- Document -
• • • • •
Subject: Re: The new rc.d stuff...
To: Secret Asian Man <cchen@nougat.org>
From: Brett Lymn <blymn@baea.com.au>
List: current-users
Date: 04/06/2000 20:19:38
According to Secret Asian Man:
>
>What kind of argument is this? If your system screws up, there's always
>single user mode.
I think the point more was that if you screw up the script then that
particular service is hosed not the rest from then on in. If you have
a monolithic script and you screw up your "'s then _nothing_ happens
from the point of the screw up on. If you have separate files then
just that service will not run - it may be a critical one so you may
still need to go single user to fix it but chances are the damage will
be limited.
>Frankly, I'm tired of all these systems of initalization
>that think modularity and abstraction are ways of achieving godliness,
>because they aren't. Sure, isn't it fun to start and stop processes using
>cute little scripts?
• • • • •
- Records shown -
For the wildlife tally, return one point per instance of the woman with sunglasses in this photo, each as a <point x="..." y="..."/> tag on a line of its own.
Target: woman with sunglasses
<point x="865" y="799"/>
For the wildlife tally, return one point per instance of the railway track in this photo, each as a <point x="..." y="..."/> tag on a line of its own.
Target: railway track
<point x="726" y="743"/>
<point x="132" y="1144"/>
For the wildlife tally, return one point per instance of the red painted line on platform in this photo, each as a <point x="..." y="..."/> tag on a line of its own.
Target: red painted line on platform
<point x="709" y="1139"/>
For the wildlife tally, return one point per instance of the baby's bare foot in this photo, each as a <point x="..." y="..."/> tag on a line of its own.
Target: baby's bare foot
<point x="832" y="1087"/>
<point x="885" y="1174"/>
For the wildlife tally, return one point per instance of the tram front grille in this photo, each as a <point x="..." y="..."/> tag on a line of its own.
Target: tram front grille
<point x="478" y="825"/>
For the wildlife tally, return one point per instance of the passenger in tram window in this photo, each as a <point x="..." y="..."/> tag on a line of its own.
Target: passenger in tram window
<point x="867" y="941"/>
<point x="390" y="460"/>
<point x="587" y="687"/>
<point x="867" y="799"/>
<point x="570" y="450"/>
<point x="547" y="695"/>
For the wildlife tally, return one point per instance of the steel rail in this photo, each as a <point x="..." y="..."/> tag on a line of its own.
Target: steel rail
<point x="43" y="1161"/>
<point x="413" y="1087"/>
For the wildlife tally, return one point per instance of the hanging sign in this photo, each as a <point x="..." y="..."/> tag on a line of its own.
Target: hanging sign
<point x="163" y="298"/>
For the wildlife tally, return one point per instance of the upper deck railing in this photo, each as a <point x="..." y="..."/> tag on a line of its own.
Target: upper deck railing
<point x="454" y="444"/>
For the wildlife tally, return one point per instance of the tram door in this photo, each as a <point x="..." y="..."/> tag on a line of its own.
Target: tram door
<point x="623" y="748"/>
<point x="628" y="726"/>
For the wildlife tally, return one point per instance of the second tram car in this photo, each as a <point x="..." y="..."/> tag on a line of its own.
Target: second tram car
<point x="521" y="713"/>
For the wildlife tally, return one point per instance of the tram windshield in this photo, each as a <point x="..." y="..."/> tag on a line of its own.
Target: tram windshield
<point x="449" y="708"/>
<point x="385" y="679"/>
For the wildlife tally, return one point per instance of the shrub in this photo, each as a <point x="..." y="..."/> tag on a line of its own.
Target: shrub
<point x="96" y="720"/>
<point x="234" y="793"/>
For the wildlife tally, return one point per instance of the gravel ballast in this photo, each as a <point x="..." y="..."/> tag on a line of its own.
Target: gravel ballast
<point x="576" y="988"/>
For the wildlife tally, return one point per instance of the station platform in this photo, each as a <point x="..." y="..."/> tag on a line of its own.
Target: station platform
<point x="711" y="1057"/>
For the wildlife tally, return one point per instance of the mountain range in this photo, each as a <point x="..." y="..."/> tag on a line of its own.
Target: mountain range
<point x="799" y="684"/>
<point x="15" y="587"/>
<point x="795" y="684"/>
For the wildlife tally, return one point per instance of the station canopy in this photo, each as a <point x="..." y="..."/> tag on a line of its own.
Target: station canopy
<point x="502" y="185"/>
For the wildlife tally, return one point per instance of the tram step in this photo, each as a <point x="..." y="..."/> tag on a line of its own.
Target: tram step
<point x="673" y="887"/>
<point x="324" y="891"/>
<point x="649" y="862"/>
• • • • •
- Problems to solve -
1. Answer these questions about the rc.d message, one answer per line, marked as the questions are:
(a) On which list was the message posted?
(b) According to the quoted writer, what is always available if your system screws up?
(c) According to the reply, what happens in a monolithic script once you screw up your quotes?
2. Summarize the rc.d message in two sentences.
3. Pick up the rc.d message after its last sentence and keep writing in the same mailing-list style.

- Responses by task -
1.
(a) current-users
(b) Single user mode
(c) Nothing happens from the point of the screw up on.

2. Replying on the current-users list, Brett Lymn argues that with separate files a broken script stops only that one service, while a quoting mistake in a monolithic script means nothing runs from that point on. The quoted writer answers that single user mode is always there when a system screws up, and says he is tired of initialization systems that treat modularity and abstraction as a path to godliness.

3.
Fun, no not fun but just imagine your /var/spool/mqueue has just been
filled with an absolutely huge mail file someone is trying to send
out. Is it easier to tell someone to:
a) run /etc/init.d/sendmail stop and then rm the big file in
/var/spool/mqueue, run /etc/init.d/sendmail start.
b) type "kill -KILL `cat /var/run/sendmail.pid`", rm the file and then
type /usr/sbin/sendmail -bd -q1h
Try talking someone through both on a mobile phone next to a busy road
and see which is more likely to succeed. You get extra points if the
person knows the difference between a back-tick and a single quote.
Having a small script that starts just one service can be a real boon
if, for example, the daemon dies you can just run the script again to
start the process. Or if you need to tweak the config and the daemon
is one that needs restarting, the script makes it quick and easy to
stop & start the daemon without having to trawl the monolithic
rc.local file for the command line args.
> But don't we have pid files?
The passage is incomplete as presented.